#### [STATED PROBLEM]
Write each line exactly as it stands, from the line containing "the form [289,35]." through the end of the data.

#### [RECORDS PROVIDED]
## BEGIN

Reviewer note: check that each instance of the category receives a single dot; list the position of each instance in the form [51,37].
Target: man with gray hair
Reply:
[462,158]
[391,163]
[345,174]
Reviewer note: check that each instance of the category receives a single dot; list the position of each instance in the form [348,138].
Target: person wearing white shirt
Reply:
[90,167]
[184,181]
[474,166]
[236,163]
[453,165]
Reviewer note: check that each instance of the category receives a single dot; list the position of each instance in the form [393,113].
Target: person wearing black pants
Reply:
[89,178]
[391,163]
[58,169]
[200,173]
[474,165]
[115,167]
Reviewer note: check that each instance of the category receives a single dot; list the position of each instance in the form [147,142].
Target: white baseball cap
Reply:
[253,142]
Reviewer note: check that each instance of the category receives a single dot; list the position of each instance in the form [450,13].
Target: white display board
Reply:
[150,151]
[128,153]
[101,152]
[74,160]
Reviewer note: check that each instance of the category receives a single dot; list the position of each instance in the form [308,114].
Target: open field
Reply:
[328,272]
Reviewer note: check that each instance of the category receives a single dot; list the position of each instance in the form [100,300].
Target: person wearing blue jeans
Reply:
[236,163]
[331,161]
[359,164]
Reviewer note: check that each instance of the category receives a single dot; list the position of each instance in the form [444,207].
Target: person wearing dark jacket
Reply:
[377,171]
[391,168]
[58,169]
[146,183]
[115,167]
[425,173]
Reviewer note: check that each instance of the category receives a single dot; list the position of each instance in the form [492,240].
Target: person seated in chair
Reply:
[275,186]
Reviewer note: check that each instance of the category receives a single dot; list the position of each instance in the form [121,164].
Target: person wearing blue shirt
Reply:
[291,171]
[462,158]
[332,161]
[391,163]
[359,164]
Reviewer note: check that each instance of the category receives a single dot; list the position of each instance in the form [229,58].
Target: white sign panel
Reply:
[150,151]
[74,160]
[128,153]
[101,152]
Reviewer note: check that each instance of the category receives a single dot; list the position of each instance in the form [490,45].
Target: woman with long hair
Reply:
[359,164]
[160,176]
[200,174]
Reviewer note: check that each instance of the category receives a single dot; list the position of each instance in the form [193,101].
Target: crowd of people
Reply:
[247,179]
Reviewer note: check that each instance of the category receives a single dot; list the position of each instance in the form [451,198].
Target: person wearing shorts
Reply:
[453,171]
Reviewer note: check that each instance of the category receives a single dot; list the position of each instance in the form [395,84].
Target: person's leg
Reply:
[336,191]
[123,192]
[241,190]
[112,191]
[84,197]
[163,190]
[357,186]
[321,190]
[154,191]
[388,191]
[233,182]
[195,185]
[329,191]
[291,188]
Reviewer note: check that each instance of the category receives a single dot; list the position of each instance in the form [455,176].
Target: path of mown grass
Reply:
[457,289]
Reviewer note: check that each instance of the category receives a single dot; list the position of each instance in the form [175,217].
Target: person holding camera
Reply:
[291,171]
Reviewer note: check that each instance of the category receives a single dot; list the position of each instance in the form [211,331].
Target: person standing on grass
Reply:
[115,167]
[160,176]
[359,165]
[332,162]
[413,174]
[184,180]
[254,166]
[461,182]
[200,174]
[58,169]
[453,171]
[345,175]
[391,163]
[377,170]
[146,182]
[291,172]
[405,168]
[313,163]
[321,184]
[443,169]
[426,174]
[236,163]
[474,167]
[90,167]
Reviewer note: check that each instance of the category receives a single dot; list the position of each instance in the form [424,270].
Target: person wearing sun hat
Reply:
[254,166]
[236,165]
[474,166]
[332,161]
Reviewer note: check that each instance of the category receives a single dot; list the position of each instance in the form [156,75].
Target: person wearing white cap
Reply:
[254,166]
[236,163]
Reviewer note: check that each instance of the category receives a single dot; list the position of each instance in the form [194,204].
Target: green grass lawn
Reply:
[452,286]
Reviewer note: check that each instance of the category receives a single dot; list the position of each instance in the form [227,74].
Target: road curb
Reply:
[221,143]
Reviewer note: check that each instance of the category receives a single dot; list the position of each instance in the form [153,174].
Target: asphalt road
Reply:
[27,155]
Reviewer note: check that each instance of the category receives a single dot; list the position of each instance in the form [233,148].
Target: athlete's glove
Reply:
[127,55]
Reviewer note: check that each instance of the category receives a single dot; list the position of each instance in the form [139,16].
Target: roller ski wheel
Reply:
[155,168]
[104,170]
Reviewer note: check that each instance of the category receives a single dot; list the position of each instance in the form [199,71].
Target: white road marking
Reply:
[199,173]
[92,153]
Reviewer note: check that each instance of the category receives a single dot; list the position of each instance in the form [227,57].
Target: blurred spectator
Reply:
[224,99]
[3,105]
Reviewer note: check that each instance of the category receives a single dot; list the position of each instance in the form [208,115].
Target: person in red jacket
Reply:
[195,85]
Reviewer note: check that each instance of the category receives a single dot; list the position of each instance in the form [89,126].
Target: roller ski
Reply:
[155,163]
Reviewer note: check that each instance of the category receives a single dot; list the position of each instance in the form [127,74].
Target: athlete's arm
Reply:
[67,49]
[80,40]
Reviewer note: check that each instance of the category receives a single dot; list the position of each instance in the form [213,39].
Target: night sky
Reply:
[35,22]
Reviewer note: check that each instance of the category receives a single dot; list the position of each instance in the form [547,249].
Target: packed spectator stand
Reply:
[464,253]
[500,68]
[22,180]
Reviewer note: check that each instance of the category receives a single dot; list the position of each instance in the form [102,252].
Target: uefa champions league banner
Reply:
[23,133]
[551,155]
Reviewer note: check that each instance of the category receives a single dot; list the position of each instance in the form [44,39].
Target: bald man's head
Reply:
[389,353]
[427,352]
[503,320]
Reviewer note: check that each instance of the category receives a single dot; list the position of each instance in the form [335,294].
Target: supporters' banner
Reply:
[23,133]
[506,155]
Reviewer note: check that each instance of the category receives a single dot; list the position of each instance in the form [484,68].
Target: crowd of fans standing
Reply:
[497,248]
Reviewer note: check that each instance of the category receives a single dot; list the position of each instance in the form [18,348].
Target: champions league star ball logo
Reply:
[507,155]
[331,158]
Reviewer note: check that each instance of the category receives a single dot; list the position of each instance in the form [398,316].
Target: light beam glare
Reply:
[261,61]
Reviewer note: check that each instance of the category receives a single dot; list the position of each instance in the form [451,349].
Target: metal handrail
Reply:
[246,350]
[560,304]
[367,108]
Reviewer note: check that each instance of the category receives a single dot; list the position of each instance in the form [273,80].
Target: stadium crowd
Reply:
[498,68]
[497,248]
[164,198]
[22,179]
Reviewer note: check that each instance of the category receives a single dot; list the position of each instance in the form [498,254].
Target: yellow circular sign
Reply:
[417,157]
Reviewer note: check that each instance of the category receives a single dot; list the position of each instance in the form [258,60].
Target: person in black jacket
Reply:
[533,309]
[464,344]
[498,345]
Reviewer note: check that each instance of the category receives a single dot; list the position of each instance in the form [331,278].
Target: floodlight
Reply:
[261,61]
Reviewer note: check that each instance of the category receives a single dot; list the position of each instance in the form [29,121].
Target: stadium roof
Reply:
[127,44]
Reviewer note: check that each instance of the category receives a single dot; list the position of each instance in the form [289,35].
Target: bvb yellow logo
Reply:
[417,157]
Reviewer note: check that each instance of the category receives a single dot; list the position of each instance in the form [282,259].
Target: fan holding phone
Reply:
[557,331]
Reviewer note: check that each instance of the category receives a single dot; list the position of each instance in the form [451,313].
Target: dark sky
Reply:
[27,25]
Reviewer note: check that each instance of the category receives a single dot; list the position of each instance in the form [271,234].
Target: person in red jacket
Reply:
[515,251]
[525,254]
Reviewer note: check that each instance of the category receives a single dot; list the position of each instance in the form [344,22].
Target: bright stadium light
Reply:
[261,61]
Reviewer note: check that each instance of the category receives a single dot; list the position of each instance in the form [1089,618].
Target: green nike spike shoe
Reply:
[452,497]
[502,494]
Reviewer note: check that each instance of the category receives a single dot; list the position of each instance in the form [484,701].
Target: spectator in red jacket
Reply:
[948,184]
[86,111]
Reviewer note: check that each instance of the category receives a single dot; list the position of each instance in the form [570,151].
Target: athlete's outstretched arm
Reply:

## END

#### [REPLY]
Reviewer note: check that each instance of the category receives a single dot; list the position of each instance in the form [289,35].
Target: bvb yellow logo
Reply:
[417,157]
Reviewer note: check that each instance of the category receives a single dot; list the position of each instance in the form [282,259].
Target: fan holding phone
Reply:
[557,331]
Reviewer note: check that each instance of the category receives a single dot; list the position of each instance in the form [451,313].
Target: dark sky
Reply:
[27,25]
Reviewer note: check that each instance of the category receives a single dot; list the position of each instance in the form [271,234].
Target: person in red jacket
Reply:
[515,251]
[525,254]
Reviewer note: check that each instance of the category receives a single dot; list the position of each instance in the form [344,22].
Target: bright stadium light
Reply:
[261,61]
Reviewer note: check that each instance of the category receives a single dot; list the position of each instance in the form [1089,618].
Target: green nike spike shoe
Reply:
[452,497]
[502,494]
Reviewer note: check that each instance of the category receives a single dot; list the position of each instance in the form [484,701].
Target: spectator in red jacket
Reply:
[948,184]
[86,111]
Reviewer note: check that each instance of the category receives a single dot; list the position of each instance in the form [570,151].
Target: athlete's outstretched arm
Reply:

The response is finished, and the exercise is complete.